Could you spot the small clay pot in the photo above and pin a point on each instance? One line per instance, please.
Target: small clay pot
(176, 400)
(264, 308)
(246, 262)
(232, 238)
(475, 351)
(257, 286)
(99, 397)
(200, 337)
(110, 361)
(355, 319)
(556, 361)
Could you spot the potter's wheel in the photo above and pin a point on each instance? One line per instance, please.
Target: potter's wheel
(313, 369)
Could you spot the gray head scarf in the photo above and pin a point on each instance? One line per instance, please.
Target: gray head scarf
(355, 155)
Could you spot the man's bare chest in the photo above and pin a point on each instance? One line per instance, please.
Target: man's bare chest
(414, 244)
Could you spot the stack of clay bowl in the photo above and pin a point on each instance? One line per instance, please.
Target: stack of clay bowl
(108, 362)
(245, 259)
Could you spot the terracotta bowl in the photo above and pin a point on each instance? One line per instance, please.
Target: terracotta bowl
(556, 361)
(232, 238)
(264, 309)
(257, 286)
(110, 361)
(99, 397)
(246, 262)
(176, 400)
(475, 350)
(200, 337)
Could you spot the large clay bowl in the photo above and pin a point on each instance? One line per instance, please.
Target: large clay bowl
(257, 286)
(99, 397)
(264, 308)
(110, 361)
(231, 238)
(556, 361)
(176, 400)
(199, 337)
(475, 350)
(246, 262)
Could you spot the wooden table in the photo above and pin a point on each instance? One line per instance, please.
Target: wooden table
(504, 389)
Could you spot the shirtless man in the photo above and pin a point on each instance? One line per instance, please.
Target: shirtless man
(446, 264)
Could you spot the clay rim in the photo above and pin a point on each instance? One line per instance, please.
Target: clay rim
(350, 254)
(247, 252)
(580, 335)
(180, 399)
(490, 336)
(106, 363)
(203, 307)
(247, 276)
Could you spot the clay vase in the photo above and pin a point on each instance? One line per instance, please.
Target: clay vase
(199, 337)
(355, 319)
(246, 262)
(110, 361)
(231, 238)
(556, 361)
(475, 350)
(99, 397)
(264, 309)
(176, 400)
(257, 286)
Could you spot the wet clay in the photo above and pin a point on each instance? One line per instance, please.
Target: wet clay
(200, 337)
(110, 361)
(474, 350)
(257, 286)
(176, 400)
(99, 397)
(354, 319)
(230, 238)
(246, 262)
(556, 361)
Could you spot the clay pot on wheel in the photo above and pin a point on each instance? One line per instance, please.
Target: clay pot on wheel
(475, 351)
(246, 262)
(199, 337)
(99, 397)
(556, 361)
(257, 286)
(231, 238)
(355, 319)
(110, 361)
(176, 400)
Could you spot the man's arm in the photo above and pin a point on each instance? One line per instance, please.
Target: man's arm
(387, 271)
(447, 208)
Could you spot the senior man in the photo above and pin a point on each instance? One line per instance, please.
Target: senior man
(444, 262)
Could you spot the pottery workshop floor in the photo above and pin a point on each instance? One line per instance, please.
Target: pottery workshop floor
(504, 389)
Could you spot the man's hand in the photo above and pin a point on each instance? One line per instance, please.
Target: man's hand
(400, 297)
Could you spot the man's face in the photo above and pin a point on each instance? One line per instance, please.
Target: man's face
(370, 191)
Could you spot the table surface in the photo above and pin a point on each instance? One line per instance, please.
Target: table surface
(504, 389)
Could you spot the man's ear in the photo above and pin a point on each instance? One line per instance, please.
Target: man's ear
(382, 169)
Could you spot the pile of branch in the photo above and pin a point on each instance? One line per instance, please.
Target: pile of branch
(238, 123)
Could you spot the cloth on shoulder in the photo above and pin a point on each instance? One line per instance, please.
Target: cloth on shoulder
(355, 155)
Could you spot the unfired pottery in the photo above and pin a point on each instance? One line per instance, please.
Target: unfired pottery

◇ ◇ ◇ ◇ ◇ ◇ ◇

> [Task directions]: Exactly as written, copy the lines from the one containing "Target: clay pot on wheel" to the end of the entries, both ends included.

> [Result for this exercise]:
Target: clay pot on wheel
(475, 351)
(246, 262)
(199, 337)
(99, 397)
(556, 361)
(257, 286)
(231, 238)
(355, 319)
(110, 361)
(176, 400)
Could you spot the man's arm in the photo above and pin a point on each instance? One line per instance, please.
Target: man's arm
(387, 271)
(447, 208)
Could you spot the senior man in the photo above and pin a point on each instance? One line per instance, please.
Target: senior man
(444, 262)
Could you spot the pottery workshop floor in the photo above and pin a point on each instance? One line per instance, please.
Target: pottery workshop floor
(504, 389)
Could you spot the man's hand in the photo above and pin a point on each instance? One line per instance, please.
Target: man's hand
(400, 297)
Could you spot the man's face in the photo above and pin a point on each instance? One line per instance, please.
Target: man's face
(370, 191)
Could you spot the table surface in the photo above and pin a point on each instance? One line per instance, please.
Target: table surface
(504, 389)
Could you spot the man's ear in the photo above and pin a point on each instance? One line per instance, please.
Target: man's ear
(382, 169)
Could you spot the pile of branch in the photo above and pin a point on each instance? One line per instance, please.
Target: pile of branch
(238, 123)
Could you spot the cloth on shoulder in the photo above and pin a point on each instance? One line per instance, please.
Target: cloth on shoulder
(355, 155)
Could you spot the unfired pottery in the photo above and pin a point on each instance? One line per instance, please.
Target: unfired pottery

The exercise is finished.